+++ Information shown +++
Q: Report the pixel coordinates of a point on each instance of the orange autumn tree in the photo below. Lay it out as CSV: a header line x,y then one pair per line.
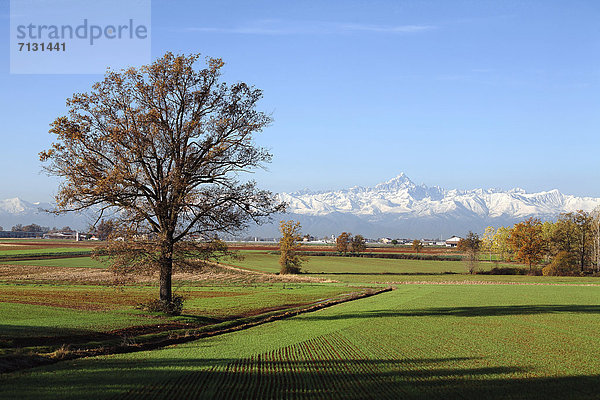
x,y
163,146
527,242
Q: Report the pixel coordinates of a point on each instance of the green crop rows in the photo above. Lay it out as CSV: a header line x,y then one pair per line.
x,y
419,341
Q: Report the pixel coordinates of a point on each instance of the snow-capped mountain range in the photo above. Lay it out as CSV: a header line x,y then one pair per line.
x,y
396,208
400,208
17,211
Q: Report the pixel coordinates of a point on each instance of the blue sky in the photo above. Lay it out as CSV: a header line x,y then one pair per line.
x,y
460,94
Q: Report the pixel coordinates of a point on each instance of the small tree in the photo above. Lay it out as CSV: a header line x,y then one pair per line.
x,y
342,243
104,229
470,246
527,242
358,244
595,237
487,242
417,245
501,245
289,260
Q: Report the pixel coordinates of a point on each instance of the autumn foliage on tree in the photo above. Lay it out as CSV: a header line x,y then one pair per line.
x,y
342,243
289,260
358,244
163,147
470,246
527,242
417,245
+++
Nothing in the entries above should change when they are printed again, except that the pictures are dropped.

Q: Report the pixel coordinates of a point on each instance of the orange autumn tree in the photo below. Lay it out as CSV: a header line x,y then one pair per line.
x,y
163,146
527,242
Q: Report the pixel coordinates of a point on each instance of the green crop rows in the photo above. Lay it out as CSV: a header line x,y then one pair per line.
x,y
419,341
Q: Report the pixel coordinates of a point on each instance of the snow-capped mountain range in the photo above. Lay it out as CSV: a header line x,y then one pair per line.
x,y
396,208
400,208
17,211
Q: Report the pixel coordinates of a point on each instance of the blue sky in the photo above. Lay it out as CSV: a header line x,y then one pair per line.
x,y
460,94
Q: Report the pixel coordinates of a point on each instance of the small tree in the photo above. Lay it out as CSV: a header line x,y then one pair per line.
x,y
342,243
104,229
470,246
527,242
358,244
595,237
487,242
417,245
501,245
289,260
Q: Report the pixel coordinates of a point on each instance of the autumn foliage on tree in the photo above. Lay it out as CSV: a header line x,y then one pair per line.
x,y
342,243
289,260
358,244
163,147
470,246
527,242
417,245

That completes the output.